# [Exercise directions]
Up to and including the line with "MULTIPOLYGON (((309 344, 279", copy the records below exactly from their first line.

# [Data extracts]
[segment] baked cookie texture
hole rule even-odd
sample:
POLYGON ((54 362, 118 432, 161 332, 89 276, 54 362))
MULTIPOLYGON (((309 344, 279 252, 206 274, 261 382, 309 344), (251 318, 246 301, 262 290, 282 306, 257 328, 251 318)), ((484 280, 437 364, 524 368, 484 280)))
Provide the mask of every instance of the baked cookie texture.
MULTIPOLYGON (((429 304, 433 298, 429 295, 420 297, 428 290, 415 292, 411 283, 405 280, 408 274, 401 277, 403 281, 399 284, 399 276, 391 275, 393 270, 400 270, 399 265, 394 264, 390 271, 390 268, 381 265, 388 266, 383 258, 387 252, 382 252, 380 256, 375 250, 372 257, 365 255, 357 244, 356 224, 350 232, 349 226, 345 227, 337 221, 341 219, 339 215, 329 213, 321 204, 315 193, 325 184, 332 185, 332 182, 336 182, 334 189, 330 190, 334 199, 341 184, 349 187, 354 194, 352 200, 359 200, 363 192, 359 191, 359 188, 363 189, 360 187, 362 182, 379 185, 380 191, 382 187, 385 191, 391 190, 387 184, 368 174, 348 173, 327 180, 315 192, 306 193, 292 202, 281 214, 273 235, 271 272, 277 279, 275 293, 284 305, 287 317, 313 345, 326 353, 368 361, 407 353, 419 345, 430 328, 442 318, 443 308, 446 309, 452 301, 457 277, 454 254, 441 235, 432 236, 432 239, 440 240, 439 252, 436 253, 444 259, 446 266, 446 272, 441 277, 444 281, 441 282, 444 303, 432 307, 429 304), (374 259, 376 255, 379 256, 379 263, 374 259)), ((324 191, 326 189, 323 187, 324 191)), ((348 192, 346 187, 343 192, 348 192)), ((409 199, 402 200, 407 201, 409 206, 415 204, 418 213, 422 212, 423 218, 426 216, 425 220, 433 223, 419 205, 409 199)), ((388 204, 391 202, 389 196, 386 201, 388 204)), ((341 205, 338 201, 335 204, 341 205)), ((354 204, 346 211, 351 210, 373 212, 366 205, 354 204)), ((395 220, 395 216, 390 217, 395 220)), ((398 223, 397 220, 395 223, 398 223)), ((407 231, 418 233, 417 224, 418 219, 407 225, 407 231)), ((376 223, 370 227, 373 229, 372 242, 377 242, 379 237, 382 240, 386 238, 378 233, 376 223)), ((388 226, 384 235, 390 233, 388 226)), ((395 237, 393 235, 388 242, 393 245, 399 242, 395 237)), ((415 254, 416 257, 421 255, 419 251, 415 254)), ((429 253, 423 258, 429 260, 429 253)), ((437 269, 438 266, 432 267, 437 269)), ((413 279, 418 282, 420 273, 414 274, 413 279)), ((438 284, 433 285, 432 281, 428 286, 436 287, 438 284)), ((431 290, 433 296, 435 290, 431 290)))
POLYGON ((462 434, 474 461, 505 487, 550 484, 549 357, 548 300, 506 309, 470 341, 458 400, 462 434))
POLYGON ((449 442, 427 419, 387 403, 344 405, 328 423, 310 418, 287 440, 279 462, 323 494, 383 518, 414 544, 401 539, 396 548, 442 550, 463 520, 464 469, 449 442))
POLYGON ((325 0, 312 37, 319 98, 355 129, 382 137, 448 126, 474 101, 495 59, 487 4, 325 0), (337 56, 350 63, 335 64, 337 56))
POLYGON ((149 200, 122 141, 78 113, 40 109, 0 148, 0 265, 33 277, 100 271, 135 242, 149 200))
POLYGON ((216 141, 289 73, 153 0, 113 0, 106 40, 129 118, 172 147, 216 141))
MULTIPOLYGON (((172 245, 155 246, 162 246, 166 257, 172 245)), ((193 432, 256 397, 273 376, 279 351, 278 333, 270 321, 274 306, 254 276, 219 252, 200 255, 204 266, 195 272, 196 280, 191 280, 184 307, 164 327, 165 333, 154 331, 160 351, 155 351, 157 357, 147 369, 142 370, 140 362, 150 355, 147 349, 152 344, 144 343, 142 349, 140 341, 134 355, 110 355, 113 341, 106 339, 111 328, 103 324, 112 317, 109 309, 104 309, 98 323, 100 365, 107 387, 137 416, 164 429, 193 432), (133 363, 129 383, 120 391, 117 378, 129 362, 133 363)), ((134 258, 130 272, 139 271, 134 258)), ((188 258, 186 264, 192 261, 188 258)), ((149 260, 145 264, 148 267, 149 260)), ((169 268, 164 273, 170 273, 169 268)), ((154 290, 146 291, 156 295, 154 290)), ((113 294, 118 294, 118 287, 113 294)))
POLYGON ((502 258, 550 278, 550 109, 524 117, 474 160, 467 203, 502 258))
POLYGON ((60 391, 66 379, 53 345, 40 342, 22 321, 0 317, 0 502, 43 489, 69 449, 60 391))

# [Task result]
[segment] baked cookie texture
hole rule even-odd
sample:
POLYGON ((54 362, 118 432, 161 332, 89 276, 54 362))
MULTIPOLYGON (((309 344, 279 252, 206 274, 261 382, 309 344), (251 318, 246 301, 262 290, 282 306, 257 328, 251 318)), ((484 280, 437 364, 524 368, 484 280)))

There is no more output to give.